• _Text passage_
* START *

While the UN has estimated the population of eastern Aleppo at 250,000-275,000, the number of evacuees over the past three weeks shows that the figure is far lower. An official source recently told The Irish Times that the population was about 90,000, but even this could be an over-estimation.

Divided

Aleppo was a divided city before unrest erupted in March 2011. The division was largely socio-economic, with the west being more prosperous than the east. The disparities between the western and eastern sectors increased after the Syrian government adopted a free-market economic model in 2005.

The affluent and middle classes in the west benefited from increased trade, lower tariffs, subsidy reductions and increased tourism, but low-income groups in the east and the countryside suffered, particularly after workers lost jobs when manufacturing firms closed due to an influx of cheap Turkish goods.

Farmers who had lost land and income during the 2006-10 drought were in the vanguard of the armed revolt against the Syrian regime.

In a 2014 report on Aleppo, prepared by the American strategic consulting firm Caerus Associates, an unidentified rebel fighter said: “We liberated the rural parts of this province. We waited and waited for Aleppo to rise, and it didn’t. We couldn’t rely on them to do it for themselves, so we had to bring the revolution to them.”

* END *

• _Working data_
* START *

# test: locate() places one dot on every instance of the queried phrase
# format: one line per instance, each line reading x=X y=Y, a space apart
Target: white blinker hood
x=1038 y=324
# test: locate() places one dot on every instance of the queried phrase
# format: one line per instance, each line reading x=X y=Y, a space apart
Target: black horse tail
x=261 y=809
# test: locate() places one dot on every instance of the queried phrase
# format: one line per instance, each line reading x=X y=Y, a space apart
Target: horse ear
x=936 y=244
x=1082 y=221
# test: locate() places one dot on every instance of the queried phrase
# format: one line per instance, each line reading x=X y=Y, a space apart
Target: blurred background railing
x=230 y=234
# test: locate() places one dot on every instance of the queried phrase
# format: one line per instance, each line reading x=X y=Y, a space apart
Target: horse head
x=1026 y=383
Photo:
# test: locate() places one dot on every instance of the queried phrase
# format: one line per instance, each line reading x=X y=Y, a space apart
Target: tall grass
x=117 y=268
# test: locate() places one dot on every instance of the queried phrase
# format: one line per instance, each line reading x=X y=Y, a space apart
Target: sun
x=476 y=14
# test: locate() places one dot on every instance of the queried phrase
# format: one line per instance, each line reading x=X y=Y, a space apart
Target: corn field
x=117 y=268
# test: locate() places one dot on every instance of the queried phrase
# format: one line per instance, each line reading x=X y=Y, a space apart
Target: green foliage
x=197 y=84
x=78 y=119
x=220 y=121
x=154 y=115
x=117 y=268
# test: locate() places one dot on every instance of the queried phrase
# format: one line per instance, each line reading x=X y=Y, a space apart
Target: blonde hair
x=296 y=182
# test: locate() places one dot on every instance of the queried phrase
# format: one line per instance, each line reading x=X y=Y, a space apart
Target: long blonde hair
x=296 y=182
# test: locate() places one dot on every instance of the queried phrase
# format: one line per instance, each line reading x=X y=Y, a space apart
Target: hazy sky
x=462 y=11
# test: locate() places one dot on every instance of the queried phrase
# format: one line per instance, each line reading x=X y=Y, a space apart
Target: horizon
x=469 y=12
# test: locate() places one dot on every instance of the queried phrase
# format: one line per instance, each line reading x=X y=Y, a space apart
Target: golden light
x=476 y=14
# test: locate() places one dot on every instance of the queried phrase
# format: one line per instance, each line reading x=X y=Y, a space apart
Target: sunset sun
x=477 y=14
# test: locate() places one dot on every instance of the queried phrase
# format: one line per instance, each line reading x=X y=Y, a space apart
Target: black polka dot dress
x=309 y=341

* END *

• _What is asked_
1 – Answer these questions from the text on Aleppo, one answer per line:
(a) What population did an official source give The Irish Times for eastern Aleppo?
(b) In what year did the Syrian government adopt a free-market economic model?
(c) Which firm prepared the 2014 report on Aleppo?
2 – Find every line in the rows that contains the string "hair", and copy each of those lines in full.
The text on Aleppo and the rows come from unrelated sources.

• _Task-by-task answers_
1 –
(a) About 90,000.
(b) 2005.
(c) Caerus Associates, an American strategic consulting firm.

2 –
Target: blonde hair
Target: long blonde hair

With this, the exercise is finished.